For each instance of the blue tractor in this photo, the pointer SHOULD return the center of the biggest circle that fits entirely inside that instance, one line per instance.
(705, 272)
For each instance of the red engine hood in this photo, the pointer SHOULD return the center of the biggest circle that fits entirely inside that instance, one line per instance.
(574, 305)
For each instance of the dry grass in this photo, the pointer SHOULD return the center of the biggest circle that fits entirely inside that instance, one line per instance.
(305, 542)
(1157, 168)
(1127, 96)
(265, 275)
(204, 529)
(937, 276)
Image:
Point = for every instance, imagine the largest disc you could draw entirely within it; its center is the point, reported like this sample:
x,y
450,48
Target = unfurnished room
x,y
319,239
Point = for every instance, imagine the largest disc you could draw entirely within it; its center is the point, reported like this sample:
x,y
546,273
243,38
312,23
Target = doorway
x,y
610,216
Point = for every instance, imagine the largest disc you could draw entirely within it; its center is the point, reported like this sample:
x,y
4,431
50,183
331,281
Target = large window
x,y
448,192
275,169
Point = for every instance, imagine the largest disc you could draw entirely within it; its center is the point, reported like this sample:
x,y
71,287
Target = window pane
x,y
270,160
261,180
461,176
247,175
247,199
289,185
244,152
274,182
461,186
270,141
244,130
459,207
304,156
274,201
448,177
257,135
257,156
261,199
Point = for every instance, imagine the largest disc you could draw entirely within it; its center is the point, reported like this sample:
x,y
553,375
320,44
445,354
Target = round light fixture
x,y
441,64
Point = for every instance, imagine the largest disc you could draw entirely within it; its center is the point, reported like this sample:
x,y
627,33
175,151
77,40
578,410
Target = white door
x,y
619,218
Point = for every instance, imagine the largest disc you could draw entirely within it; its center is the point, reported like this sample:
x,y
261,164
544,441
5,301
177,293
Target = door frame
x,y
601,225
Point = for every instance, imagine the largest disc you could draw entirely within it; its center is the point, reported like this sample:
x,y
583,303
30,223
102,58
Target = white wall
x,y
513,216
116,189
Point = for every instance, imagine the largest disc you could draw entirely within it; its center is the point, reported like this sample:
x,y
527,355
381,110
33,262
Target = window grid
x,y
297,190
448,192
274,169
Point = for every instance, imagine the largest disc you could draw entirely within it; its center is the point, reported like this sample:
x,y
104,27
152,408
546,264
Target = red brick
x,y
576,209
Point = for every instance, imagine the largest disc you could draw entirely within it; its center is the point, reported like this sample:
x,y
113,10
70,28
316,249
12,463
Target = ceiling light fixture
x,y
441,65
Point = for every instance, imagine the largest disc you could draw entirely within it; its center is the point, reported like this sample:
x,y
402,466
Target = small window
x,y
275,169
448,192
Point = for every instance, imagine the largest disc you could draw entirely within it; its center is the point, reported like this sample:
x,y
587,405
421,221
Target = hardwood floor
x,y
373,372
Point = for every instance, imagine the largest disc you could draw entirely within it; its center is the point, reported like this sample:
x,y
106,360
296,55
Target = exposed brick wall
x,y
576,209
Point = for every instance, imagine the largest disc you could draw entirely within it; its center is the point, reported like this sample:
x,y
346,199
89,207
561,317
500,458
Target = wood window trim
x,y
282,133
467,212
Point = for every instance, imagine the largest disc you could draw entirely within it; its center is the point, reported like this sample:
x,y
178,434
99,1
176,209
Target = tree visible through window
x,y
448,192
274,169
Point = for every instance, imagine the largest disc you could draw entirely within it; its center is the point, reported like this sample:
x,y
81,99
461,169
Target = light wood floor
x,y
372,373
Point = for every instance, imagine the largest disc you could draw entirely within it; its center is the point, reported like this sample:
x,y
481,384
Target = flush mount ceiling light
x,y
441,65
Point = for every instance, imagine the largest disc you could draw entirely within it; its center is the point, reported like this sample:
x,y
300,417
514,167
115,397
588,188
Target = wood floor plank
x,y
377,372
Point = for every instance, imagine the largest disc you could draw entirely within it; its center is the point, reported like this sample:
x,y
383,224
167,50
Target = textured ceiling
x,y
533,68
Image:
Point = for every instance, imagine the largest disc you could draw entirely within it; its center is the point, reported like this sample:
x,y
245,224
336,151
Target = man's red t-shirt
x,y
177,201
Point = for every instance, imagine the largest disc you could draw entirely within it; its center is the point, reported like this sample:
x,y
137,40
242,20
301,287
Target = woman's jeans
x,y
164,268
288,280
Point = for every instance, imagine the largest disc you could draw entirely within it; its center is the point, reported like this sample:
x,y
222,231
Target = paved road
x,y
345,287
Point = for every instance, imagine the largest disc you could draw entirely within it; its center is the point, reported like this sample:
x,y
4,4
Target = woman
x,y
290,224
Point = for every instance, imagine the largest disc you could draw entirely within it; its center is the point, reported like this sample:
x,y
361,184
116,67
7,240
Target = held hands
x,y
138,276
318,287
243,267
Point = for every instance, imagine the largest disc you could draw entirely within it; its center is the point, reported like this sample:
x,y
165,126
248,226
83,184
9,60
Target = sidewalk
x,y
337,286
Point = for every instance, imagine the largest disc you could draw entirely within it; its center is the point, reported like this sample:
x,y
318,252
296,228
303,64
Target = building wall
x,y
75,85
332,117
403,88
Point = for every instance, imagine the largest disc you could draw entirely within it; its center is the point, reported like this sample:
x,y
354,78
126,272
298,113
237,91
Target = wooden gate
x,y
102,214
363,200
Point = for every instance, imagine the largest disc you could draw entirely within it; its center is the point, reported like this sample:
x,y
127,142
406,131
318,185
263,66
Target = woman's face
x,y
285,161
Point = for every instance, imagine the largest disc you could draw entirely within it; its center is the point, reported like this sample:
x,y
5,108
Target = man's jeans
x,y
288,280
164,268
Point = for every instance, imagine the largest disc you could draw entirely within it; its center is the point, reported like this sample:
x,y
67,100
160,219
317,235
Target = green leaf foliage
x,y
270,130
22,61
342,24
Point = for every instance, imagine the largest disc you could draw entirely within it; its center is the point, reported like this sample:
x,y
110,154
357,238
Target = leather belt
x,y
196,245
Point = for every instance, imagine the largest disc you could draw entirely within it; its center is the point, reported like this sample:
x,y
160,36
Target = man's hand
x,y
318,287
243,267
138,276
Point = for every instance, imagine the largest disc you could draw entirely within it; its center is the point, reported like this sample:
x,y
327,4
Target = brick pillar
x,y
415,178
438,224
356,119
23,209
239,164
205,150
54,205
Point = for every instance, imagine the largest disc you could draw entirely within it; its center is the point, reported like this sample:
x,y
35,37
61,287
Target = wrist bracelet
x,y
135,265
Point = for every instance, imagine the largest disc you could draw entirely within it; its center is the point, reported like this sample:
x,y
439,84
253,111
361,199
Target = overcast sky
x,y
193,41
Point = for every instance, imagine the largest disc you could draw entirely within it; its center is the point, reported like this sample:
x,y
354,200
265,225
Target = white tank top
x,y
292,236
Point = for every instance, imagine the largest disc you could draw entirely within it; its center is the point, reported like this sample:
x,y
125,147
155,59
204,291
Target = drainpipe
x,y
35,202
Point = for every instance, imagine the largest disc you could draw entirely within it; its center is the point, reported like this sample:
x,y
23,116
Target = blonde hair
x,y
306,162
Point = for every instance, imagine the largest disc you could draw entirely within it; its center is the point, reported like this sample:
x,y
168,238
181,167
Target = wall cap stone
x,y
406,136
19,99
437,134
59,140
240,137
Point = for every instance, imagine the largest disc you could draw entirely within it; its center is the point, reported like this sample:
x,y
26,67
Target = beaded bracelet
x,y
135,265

* **INSTRUCTIONS FOR THE TASK**:
Give back the whole listing above, identical in every line.

* **RESULT OF THE EXERCISE**:
For each instance of the blue tractor in this photo, the pointer SHOULD return the center of the biggest circle that fits entirely inside that instance, one line per instance.
(705, 272)
For each instance of the red engine hood in this photo, the pointer SHOULD return the center of the biggest circle that fits entirely inside that instance, one line per instance.
(574, 305)
For each instance of the dry grass in this photo, the pointer SHOULD return the center of the biggest circle that fits entirely inside that instance, one line per instance.
(305, 542)
(1157, 168)
(1127, 96)
(265, 275)
(204, 529)
(937, 276)
Image:
Point = for every instance, imagine the largest disc you could draw entirely within it; its center is the point, reported like this sample:
x,y
450,48
Target = unfurnished room
x,y
319,239
Point = for every instance, imagine the largest disc you could draw entirely within it; its center is the point, reported like this sample:
x,y
546,273
243,38
312,23
Target = doorway
x,y
610,216
Point = for every instance, imagine the largest disc you could draw entirely within it; its center is the point, reported like this sample:
x,y
4,431
50,183
331,281
Target = large window
x,y
448,192
275,169
Point = for every instance, imagine the largest disc you could draw entirely within it; its center is the point, reported like this sample:
x,y
71,287
Target = window pane
x,y
270,160
261,180
461,176
247,175
247,199
289,185
244,152
274,182
461,186
270,141
244,130
459,207
304,156
274,201
448,177
257,135
257,156
261,199
Point = for every instance, imagine the largest disc you could draw entirely within it; its center is the point, reported like this sample:
x,y
553,375
320,44
445,354
Target = round light fixture
x,y
441,64
Point = for every instance, imagine the largest disc you could draw entirely within it; its center is the point, reported like this sample:
x,y
627,33
175,151
77,40
578,410
Target = white door
x,y
619,218
Point = for every instance, imagine the largest disc you could draw entirely within it; its center is the point, reported like this sample:
x,y
261,164
544,441
5,301
177,293
Target = door frame
x,y
601,225
Point = for every instance, imagine the largest disc you could draw entirely within it; its center is the point, reported like this sample:
x,y
583,303
30,223
102,58
Target = white wall
x,y
513,216
116,189
Point = for every instance, imagine the largest disc you could draw entirely within it; its center is the point, reported like this sample:
x,y
527,355
381,110
33,262
Target = window grid
x,y
297,190
448,192
274,169
Point = for every instance, imagine the largest disc you could draw entirely within it; its center is the point, reported like this sample:
x,y
104,27
152,408
546,264
Target = red brick
x,y
576,209
Point = for every instance, imagine the largest disc you could draw entirely within it; its center is the point, reported like this sample:
x,y
113,10
70,28
316,249
12,463
Target = ceiling light fixture
x,y
441,65
Point = for every instance, imagine the largest disc you could draw entirely within it; its center is the point, reported like this sample:
x,y
402,466
Target = small window
x,y
275,169
448,192
Point = for every instance, imagine the largest disc you could draw entirely within it; its center is the point, reported like this sample:
x,y
587,405
421,221
Target = hardwood floor
x,y
373,372
Point = for every instance, imagine the largest disc you could draw entirely within it; its center is the point, reported like this sample:
x,y
106,360
296,55
Target = exposed brick wall
x,y
576,209
Point = for every instance, imagine the largest disc you could draw entirely within it; its center is the point, reported like this sample:
x,y
346,199
89,207
561,317
500,458
Target = wood window trim
x,y
282,133
467,212
Point = for every instance, imagine the largest disc you could draw entirely within it; its center is the point, reported like this sample:
x,y
178,434
99,1
176,209
Target = tree visible through window
x,y
448,192
274,169
Point = for every instance, imagine the largest disc you could draw entirely within it; its center is the point, reported like this sample:
x,y
81,99
461,169
Target = light wood floor
x,y
372,373
Point = for every instance, imagine the largest disc you could draw entirely within it; its center is the point, reported like this sample:
x,y
481,384
Target = flush mount ceiling light
x,y
441,65
Point = for every instance, imagine the largest disc you could draw entirely within it; its center is the point, reported like this sample:
x,y
300,417
514,167
115,397
588,188
Target = wood floor plank
x,y
377,372
Point = for every instance, imagine the largest disc you could draw entirely within it; its center is the point, reported like this sample:
x,y
383,224
167,50
Target = textured ceiling
x,y
533,68
Image:
Point = for every instance, imagine the largest disc you could draw entirely within it; its center is the point, reported like this sample:
x,y
245,224
336,151
Target = man's red t-shirt
x,y
177,201
Point = for every instance, imagine the largest disc you could draw entirely within it; its center is the point, reported like this sample:
x,y
137,40
242,20
301,287
Target = woman's jeans
x,y
164,268
288,280
Point = for every instance, imagine the largest disc you could draw entirely within it; its center is the point, reported like this sample:
x,y
222,231
Target = paved road
x,y
345,287
Point = for every instance, imagine the largest disc you could draw entirely within it; its center is the point, reported like this sample:
x,y
4,4
Target = woman
x,y
290,224
Point = for every instance, imagine the largest disc you could draw entirely within it; its center is the point, reported like this sample:
x,y
361,184
116,67
7,240
Target = held hands
x,y
138,276
318,287
243,267
Point = for every instance, imagine the largest disc you could draw entirely within it; its center is the point, reported like this sample:
x,y
165,126
248,226
83,184
9,60
Target = sidewalk
x,y
337,286
Point = for every instance, imagine the largest disc you could draw entirely within it; its center is the point, reported like this sample:
x,y
318,252
296,228
303,64
Target = building wall
x,y
75,85
332,117
403,88
Point = for every instance, imagine the largest disc you could draw entirely within it; its center is the point, reported like this sample:
x,y
354,78
126,272
298,113
237,91
Target = wooden gate
x,y
102,214
363,200
Point = for every instance, imagine the largest disc you could draw entirely within it; its center is the point, reported like this sample:
x,y
127,142
406,131
318,185
263,66
Target = woman's face
x,y
285,161
Point = for every instance, imagine the largest disc you could draw entirely within it; its center is the point, reported like this sample:
x,y
5,108
Target = man's jeans
x,y
288,280
164,268
Point = for every instance, imagine the largest disc you could draw entirely within it; its center is the point, reported like this sample:
x,y
67,100
160,219
317,235
Target = green leaf foliage
x,y
270,130
22,61
342,24
Point = for every instance, imagine the largest disc you could draw entirely within it; its center is the point, reported like this sample:
x,y
110,154
357,238
Target = leather belt
x,y
196,245
Point = for every instance, imagine the largest disc you could draw entirely within it; its center is the point, reported like this sample:
x,y
160,36
Target = man's hand
x,y
318,287
243,267
138,276
Point = for every instance, imagine the largest disc you could draw entirely within it; its center is the point, reported like this sample:
x,y
327,4
Target = brick pillar
x,y
415,178
438,224
356,119
23,209
239,164
205,150
54,205
Point = for every instance, imagine the largest disc you could draw entirely within it; its center is the point, reported like this sample:
x,y
35,37
61,287
Target = wrist bracelet
x,y
135,265
Point = for every instance, imagine the largest disc you could draw entirely within it; its center is the point, reported like this sample:
x,y
439,84
253,111
361,199
Target = overcast sky
x,y
193,41
Point = for every instance, imagine the largest disc you could draw entirely within it; its center is the point, reported like this sample:
x,y
354,200
265,225
Target = white tank top
x,y
292,236
Point = for every instance, imagine the largest disc you could draw entirely within it; its center is the point, reported like this sample:
x,y
125,147
155,59
204,291
Target = drainpipe
x,y
35,202
Point = for every instance, imagine the largest disc you could draw entirely within it; its center is the point, reported like this sample:
x,y
23,116
Target = blonde hair
x,y
306,162
Point = for every instance, imagine the largest disc you could draw entirely within it; its center is the point, reported like this sample:
x,y
168,238
181,167
Target = wall cap stone
x,y
406,136
19,99
437,134
59,140
240,137
Point = for every instance, imagine the largest disc you could draw entirely within it; its center is the point, reported like this sample:
x,y
26,67
Target = beaded bracelet
x,y
135,265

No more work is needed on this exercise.